** Problems to solve **
1. Print everything in the meeting briefing from "Web Machine Learning CG" down to "the adoption process.".
2. Answer these questions about the meeting briefing:
(a) On what date was the teleconference held?
(b) Which API is proposed as a new CG deliverable?
(c) Which group's review feedback on the Writing Assistance APIs was discussed?

** Source extract **

────────────────────

Web Machine Learning CG Meeting Briefing – March 31, 2025

This briefing document summarizes the main themes and important ideas discussed during the Web Machine Learning Community Group (CG) teleconference held on March 31, 2025, focusing on the EU-APAC timezone friendly session. The information is derived from the meeting agenda and the minutes recorded for that meeting.

Key Themes:

  • Progress and Focus on Built-in AI APIs: The CG is actively exploring and developing several built-in AI APIs for the web platform. There is a strong emphasis on identifying valuable use cases, ensuring implementability, and aiming for interoperability across browser engines.
  • Incubation of New APIs: The Proofreader API is being proposed as a new CG deliverable, with positive initial feedback and a plan to initiate the adoption process.
  • Review and Feedback on Existing Proposals: Discussions revolved around the Technical Architecture Group (TAG) review feedback for the Writing Assistance APIs, as well as earlier feedback from Mozilla and the WICG.
  • Exploring Features and Directions for the Prompt API: Several new feature requests for the Prompt API were discussed, including exposing maximum image/audio limits, enabling multimodal real-time capabilities, and exploring DOM integration.
  • Cross-cutting Considerations: The meeting touched upon broader topics relevant to all incubated APIs, such as on-device vs. cloud-based processing, workload placement, custom models, privacy, and transparent model reporting.
  • Importance of Use Cases and Interoperability: Throughout the discussions, the need to ground API proposals in concrete user needs and to strive for interoperable implementations across different browsers was consistently highlighted.

Most Important Ideas and Facts:

1. Proofreader API Moving Towards Adoption:

  • The Proofreader API, designed to find and correct errors in grammar, spelling, and punctuation in text, is being considered for adoption as a CG deliverable.

────────────────────

(Dataset items)
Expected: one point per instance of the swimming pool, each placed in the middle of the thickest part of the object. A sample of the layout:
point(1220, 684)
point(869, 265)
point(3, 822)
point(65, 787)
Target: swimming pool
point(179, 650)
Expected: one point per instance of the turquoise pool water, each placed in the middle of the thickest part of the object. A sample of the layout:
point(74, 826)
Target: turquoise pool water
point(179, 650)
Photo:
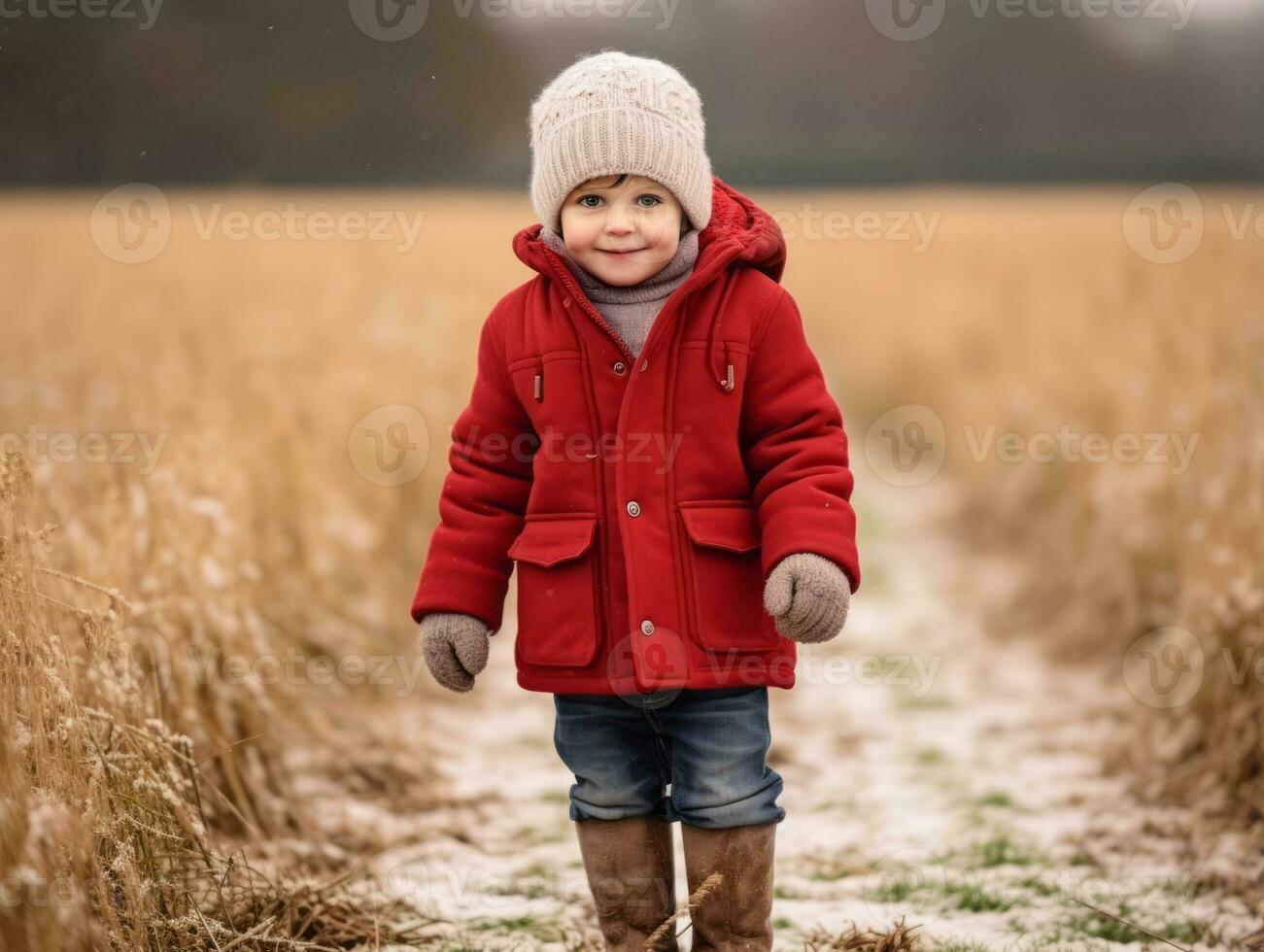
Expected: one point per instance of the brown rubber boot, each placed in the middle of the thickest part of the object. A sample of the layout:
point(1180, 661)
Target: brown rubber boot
point(631, 875)
point(738, 913)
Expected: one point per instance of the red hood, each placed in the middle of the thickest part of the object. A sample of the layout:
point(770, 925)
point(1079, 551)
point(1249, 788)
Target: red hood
point(738, 229)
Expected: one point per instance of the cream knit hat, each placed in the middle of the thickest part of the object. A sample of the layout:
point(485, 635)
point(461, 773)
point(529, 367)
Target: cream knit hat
point(614, 113)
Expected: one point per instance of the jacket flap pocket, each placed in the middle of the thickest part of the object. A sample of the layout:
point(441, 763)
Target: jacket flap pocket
point(734, 527)
point(547, 541)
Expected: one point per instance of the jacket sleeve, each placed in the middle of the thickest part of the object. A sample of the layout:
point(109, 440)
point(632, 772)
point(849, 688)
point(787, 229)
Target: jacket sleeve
point(795, 448)
point(483, 498)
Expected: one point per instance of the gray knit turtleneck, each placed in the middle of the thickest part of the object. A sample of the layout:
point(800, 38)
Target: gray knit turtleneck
point(631, 309)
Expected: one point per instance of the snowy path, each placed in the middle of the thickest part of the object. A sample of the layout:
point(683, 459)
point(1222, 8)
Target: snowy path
point(928, 772)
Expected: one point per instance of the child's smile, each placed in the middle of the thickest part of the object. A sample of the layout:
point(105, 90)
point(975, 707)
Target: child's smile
point(622, 229)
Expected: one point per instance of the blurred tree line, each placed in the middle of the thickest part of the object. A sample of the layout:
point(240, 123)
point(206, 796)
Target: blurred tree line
point(795, 91)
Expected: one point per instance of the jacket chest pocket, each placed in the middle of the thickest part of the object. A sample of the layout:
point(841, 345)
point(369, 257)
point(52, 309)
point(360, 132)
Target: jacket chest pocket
point(726, 578)
point(558, 617)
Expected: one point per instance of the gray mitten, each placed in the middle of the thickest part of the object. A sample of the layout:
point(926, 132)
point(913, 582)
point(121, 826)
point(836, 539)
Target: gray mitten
point(456, 647)
point(807, 596)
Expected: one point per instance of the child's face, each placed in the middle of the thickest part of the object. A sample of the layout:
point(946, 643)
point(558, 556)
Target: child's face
point(622, 233)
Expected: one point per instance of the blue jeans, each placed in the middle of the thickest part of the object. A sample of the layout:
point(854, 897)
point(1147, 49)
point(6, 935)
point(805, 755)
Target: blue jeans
point(708, 743)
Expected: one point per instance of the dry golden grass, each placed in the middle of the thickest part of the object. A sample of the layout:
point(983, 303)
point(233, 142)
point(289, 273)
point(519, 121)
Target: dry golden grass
point(1030, 313)
point(256, 533)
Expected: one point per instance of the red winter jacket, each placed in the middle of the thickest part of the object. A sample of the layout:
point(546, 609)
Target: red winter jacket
point(643, 498)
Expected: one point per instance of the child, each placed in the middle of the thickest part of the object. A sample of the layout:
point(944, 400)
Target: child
point(651, 441)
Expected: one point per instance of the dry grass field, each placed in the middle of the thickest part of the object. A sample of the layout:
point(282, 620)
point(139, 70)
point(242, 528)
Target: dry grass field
point(222, 452)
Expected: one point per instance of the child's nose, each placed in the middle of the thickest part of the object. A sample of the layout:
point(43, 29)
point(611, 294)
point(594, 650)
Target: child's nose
point(618, 221)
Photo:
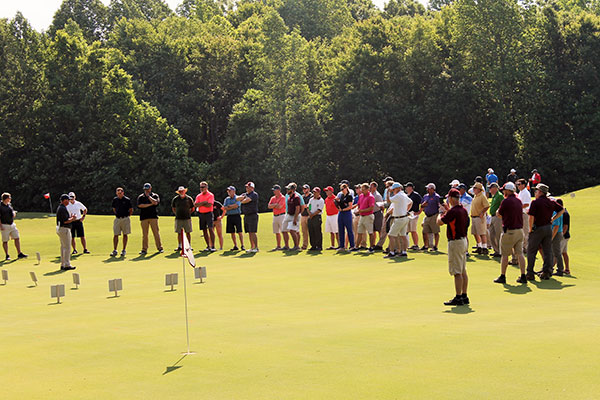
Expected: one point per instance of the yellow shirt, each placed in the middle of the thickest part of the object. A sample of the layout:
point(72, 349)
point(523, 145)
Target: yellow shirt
point(479, 204)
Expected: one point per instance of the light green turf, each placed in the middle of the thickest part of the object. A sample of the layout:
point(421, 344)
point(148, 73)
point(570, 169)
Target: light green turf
point(278, 326)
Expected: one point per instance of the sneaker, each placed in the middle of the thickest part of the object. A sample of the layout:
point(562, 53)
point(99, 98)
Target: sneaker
point(456, 301)
point(466, 299)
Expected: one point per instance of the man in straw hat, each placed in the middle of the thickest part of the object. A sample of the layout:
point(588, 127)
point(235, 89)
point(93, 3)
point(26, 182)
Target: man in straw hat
point(183, 207)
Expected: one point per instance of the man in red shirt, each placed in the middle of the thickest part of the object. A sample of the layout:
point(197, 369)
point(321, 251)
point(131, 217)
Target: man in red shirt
point(457, 219)
point(331, 211)
point(277, 204)
point(204, 205)
point(366, 203)
point(511, 212)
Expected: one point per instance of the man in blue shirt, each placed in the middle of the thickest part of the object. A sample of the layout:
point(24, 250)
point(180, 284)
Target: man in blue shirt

────────────────────

** Expected results **
1.
Web Machine Learning CG Meeting Briefing – March 31, 2025

This briefing document summarizes the main themes and important ideas discussed during the Web Machine Learning Community Group (CG) teleconference held on March 31, 2025, focusing on the EU-APAC timezone friendly session. The information is derived from the meeting agenda and the minutes recorded for that meeting.

Key Themes:

  • Progress and Focus on Built-in AI APIs: The CG is actively exploring and developing several built-in AI APIs for the web platform. There is a strong emphasis on identifying valuable use cases, ensuring implementability, and aiming for interoperability across browser engines.
  • Incubation of New APIs: The Proofreader API is being proposed as a new CG deliverable, with positive initial feedback and a plan to initiate the adoption process.

2.
(a) March 31, 2025
(b) The Proofreader API
(c) The Technical Architecture Group (TAG)